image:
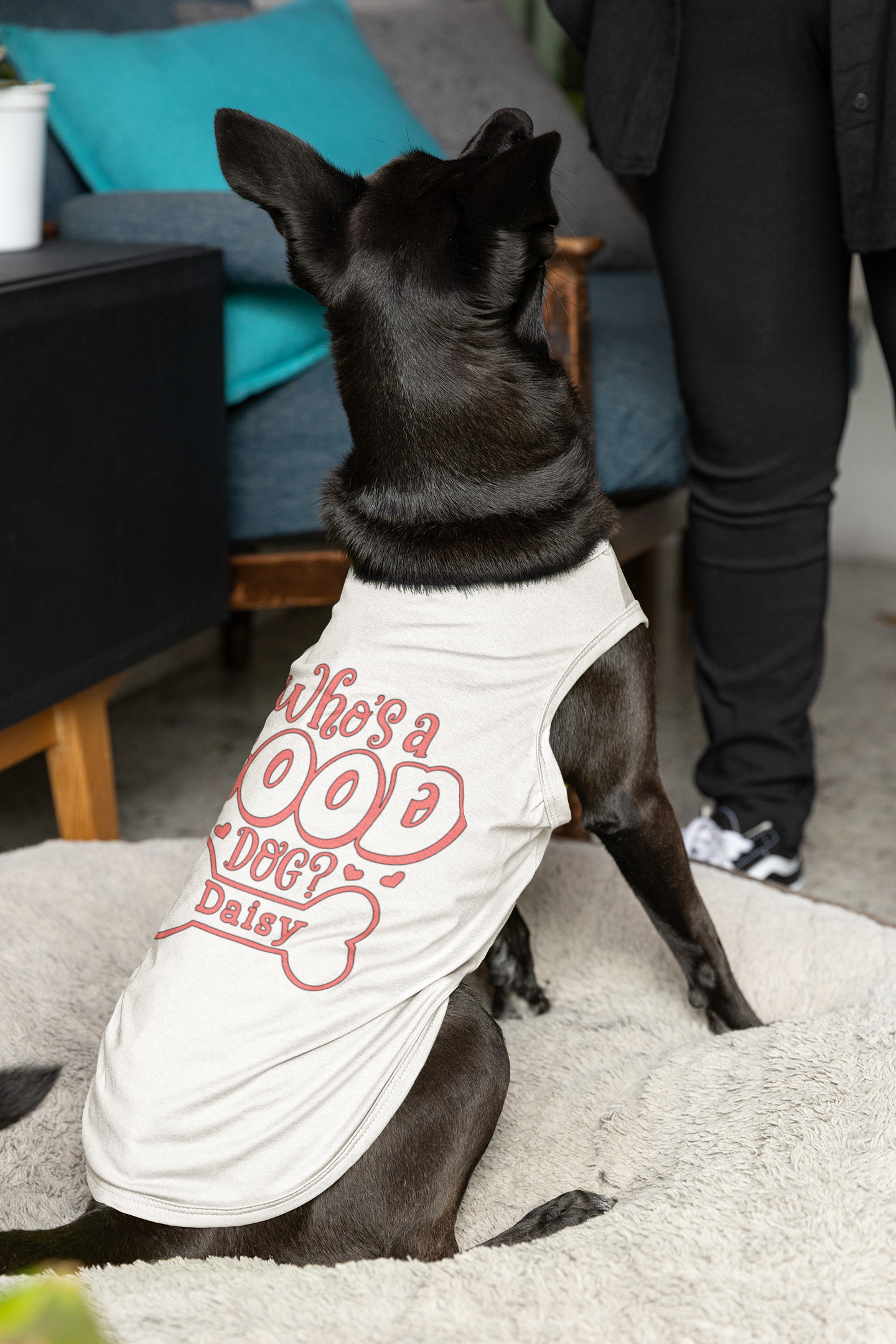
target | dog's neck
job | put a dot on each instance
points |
(472, 460)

▶ _Exercise brief_: Render the records above as a two-column CSV with the columns request and answer and one row per record. Put each record's text and its answer in their own quoted fields, turn line breaks into spaces, and leave out the pictures.

▶ _Result of the exercise_:
request,answer
"image: target | dog's neck job | put a dot on each instance points |","(472, 460)"